Stored data
==*==

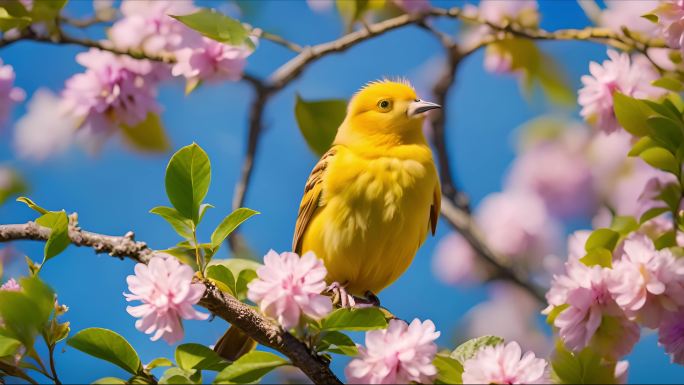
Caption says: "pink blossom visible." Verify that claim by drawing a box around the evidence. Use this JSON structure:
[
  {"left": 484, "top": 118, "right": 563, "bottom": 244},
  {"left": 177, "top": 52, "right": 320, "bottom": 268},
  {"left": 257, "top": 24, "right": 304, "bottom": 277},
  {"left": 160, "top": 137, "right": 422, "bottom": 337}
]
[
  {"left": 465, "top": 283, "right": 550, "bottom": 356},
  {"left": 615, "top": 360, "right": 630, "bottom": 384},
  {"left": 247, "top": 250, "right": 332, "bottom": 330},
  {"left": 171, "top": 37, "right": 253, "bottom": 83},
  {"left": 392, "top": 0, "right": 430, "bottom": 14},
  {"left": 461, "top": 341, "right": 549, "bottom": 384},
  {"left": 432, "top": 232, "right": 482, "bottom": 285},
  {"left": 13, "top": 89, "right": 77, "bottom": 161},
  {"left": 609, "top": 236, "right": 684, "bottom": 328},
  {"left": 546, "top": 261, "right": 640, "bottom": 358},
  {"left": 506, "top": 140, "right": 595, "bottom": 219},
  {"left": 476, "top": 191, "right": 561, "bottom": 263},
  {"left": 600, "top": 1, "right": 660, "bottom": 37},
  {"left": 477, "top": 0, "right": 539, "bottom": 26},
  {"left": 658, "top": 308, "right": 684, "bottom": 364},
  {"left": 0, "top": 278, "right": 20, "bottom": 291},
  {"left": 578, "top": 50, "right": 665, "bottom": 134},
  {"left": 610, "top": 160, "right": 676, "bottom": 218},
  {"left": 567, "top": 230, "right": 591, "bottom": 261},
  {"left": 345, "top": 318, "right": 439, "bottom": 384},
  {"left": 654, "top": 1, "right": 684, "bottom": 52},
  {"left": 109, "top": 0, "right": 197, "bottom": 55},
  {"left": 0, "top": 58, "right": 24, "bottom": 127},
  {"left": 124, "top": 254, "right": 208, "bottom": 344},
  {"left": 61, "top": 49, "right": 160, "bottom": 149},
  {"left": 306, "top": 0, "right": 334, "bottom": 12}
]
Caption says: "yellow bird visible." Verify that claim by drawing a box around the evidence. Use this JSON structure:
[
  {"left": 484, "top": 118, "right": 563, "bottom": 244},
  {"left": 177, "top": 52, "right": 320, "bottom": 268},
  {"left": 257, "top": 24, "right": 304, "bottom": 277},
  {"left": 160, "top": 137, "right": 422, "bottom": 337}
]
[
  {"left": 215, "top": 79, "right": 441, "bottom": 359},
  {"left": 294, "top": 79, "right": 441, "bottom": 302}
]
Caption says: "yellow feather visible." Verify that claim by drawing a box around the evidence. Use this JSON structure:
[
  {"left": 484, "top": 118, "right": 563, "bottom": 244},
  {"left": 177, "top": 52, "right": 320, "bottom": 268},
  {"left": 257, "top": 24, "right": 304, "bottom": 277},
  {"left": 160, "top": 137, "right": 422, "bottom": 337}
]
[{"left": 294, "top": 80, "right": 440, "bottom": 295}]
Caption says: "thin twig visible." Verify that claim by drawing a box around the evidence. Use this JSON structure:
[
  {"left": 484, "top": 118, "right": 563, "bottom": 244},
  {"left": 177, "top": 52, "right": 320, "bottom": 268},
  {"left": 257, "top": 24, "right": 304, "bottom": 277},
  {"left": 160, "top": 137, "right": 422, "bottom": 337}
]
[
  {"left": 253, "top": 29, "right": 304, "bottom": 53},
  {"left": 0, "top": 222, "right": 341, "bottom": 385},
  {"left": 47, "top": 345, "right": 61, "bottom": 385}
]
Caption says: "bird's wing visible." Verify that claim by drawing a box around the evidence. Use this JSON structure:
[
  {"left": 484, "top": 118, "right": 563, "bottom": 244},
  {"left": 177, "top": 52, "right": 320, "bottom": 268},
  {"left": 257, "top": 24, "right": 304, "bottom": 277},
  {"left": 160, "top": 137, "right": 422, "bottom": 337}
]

==*==

Every record above must be copied exactly, and no picture may appear in the copy.

Caption says: "pink blossom visible." Verify that claim by drawing a box around the evidence. Use this JSON structure:
[
  {"left": 484, "top": 118, "right": 563, "bottom": 244},
  {"left": 177, "top": 52, "right": 320, "bottom": 268},
  {"left": 257, "top": 24, "right": 304, "bottom": 277},
  {"left": 160, "top": 137, "right": 422, "bottom": 337}
]
[
  {"left": 465, "top": 283, "right": 550, "bottom": 356},
  {"left": 615, "top": 360, "right": 630, "bottom": 384},
  {"left": 247, "top": 250, "right": 332, "bottom": 330},
  {"left": 171, "top": 37, "right": 253, "bottom": 83},
  {"left": 392, "top": 0, "right": 430, "bottom": 14},
  {"left": 461, "top": 341, "right": 549, "bottom": 384},
  {"left": 432, "top": 232, "right": 482, "bottom": 285},
  {"left": 13, "top": 89, "right": 77, "bottom": 161},
  {"left": 609, "top": 236, "right": 684, "bottom": 328},
  {"left": 546, "top": 261, "right": 640, "bottom": 358},
  {"left": 506, "top": 140, "right": 595, "bottom": 219},
  {"left": 476, "top": 191, "right": 561, "bottom": 263},
  {"left": 600, "top": 1, "right": 660, "bottom": 37},
  {"left": 477, "top": 0, "right": 539, "bottom": 26},
  {"left": 658, "top": 308, "right": 684, "bottom": 364},
  {"left": 0, "top": 278, "right": 20, "bottom": 291},
  {"left": 578, "top": 50, "right": 665, "bottom": 134},
  {"left": 610, "top": 160, "right": 676, "bottom": 218},
  {"left": 567, "top": 230, "right": 591, "bottom": 261},
  {"left": 345, "top": 318, "right": 439, "bottom": 384},
  {"left": 654, "top": 1, "right": 684, "bottom": 52},
  {"left": 109, "top": 0, "right": 197, "bottom": 55},
  {"left": 0, "top": 58, "right": 24, "bottom": 127},
  {"left": 124, "top": 254, "right": 208, "bottom": 344},
  {"left": 61, "top": 49, "right": 160, "bottom": 149},
  {"left": 306, "top": 0, "right": 334, "bottom": 12}
]
Caption says: "yellow bird visible." Verify that claim by drawing a box around the evidence. Use this JSON structure:
[
  {"left": 484, "top": 118, "right": 563, "bottom": 244},
  {"left": 177, "top": 52, "right": 320, "bottom": 268},
  {"left": 257, "top": 24, "right": 304, "bottom": 277},
  {"left": 160, "top": 137, "right": 422, "bottom": 337}
]
[
  {"left": 215, "top": 79, "right": 441, "bottom": 359},
  {"left": 294, "top": 79, "right": 441, "bottom": 302}
]
Caption says: "yellow feather visible." Verify that claim by drawing a box around the evidence. Use this JSON structure:
[
  {"left": 484, "top": 118, "right": 563, "bottom": 244},
  {"left": 177, "top": 52, "right": 320, "bottom": 268},
  {"left": 257, "top": 24, "right": 304, "bottom": 277},
  {"left": 160, "top": 137, "right": 422, "bottom": 337}
]
[{"left": 294, "top": 80, "right": 440, "bottom": 295}]
Caption says: "thin twig visible." Verify that claim by drawing a box around the evidence. Use this JSON structure:
[
  {"left": 484, "top": 118, "right": 563, "bottom": 244},
  {"left": 177, "top": 52, "right": 320, "bottom": 268},
  {"left": 257, "top": 24, "right": 304, "bottom": 277},
  {"left": 160, "top": 137, "right": 422, "bottom": 337}
]
[
  {"left": 253, "top": 29, "right": 304, "bottom": 53},
  {"left": 0, "top": 222, "right": 341, "bottom": 385},
  {"left": 47, "top": 345, "right": 61, "bottom": 385}
]
Caption says: "bird's wing visible." Verify that claim by drawing a box around the evidence. Use this JSON structure:
[
  {"left": 484, "top": 118, "right": 563, "bottom": 244},
  {"left": 177, "top": 52, "right": 320, "bottom": 268},
  {"left": 257, "top": 24, "right": 304, "bottom": 277},
  {"left": 160, "top": 137, "right": 422, "bottom": 337}
]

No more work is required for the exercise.